=== Teks Sumber ===
- - -

Home MEMOAR Belajar dan Bertanya di LPM ARENA

Belajar dan Bertanya di LPM ARENA

by lpm_arena
Print Friendly, PDF & Email

Oleh: Robby Kurniawan*

Lpmarena.com- Sebuah pesan masuk ke ponsel saya malam itu. “Menurut Mas Robby, bagaimana kalau SLiLit tidak diterbitkan lagi oleh pengurus ARENA?” lebih kurang begitulah isinya. 

Malam itu tengah dilangsungkan Rapat Tahunan Anggota (RTA) kepengurusan Lembaga Pers Mahasiswa (LPM) ARENA 2018 (?). RTA adalah agenda penting. Selain dijadwalkan untuk pergantian kepengurusan, RTA juga diisi dengan pembicaraan terkait rencana dan target program satu tahun kedepan. Biasanya demisioner, seperti saya, juga turut hadir, diundang. Sayang sekali, saya berhalangan.

- - -

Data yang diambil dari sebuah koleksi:
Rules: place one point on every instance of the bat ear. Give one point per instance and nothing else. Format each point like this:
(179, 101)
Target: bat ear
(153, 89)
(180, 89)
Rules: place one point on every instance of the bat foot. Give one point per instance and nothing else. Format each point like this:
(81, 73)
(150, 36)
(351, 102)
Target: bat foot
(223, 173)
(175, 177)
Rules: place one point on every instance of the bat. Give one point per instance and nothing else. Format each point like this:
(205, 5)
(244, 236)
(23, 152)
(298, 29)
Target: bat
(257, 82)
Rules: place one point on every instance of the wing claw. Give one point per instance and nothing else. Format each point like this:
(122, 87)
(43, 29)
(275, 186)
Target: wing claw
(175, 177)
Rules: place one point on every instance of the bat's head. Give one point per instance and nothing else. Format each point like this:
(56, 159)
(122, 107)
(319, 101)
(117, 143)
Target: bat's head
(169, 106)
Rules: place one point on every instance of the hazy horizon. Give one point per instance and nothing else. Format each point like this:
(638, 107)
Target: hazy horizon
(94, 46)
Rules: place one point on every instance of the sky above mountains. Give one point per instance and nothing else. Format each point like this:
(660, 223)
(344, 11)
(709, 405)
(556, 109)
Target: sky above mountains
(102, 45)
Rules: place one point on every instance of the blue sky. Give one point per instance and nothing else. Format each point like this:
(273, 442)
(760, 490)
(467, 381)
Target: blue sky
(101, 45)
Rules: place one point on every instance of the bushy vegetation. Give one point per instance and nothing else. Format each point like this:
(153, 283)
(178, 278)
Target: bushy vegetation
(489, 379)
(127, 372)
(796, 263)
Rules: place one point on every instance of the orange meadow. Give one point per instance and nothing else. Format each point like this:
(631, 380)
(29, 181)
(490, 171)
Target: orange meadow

- - -

=== Soal Latihan ===
(1) Tuliskan ulang bagian teks sumber dari "by lpm_arena" sampai "sekali, saya berhalangan." tanpa mengubah satu kata pun.
(2) Dalam teks sumber, apa kepanjangan dari RTA?

=== Jawaban Tiap Soal ===
(1)
by lpm_arena
Print Friendly, PDF & Email

Oleh: Robby Kurniawan*

Lpmarena.com- Sebuah pesan masuk ke ponsel saya malam itu. “Menurut Mas Robby, bagaimana kalau SLiLit tidak diterbitkan lagi oleh pengurus ARENA?” lebih kurang begitulah isinya. 

Malam itu tengah dilangsungkan Rapat Tahunan Anggota (RTA) kepengurusan Lembaga Pers Mahasiswa (LPM) ARENA 2018 (?). RTA adalah agenda penting. Selain dijadwalkan untuk pergantian kepengurusan, RTA juga diisi dengan pembicaraan terkait rencana dan target program satu tahun kedepan. Biasanya demisioner, seperti saya, juga turut hadir, diundang. Sayang sekali, saya berhalangan.

(2) Rapat Tahunan Anggota.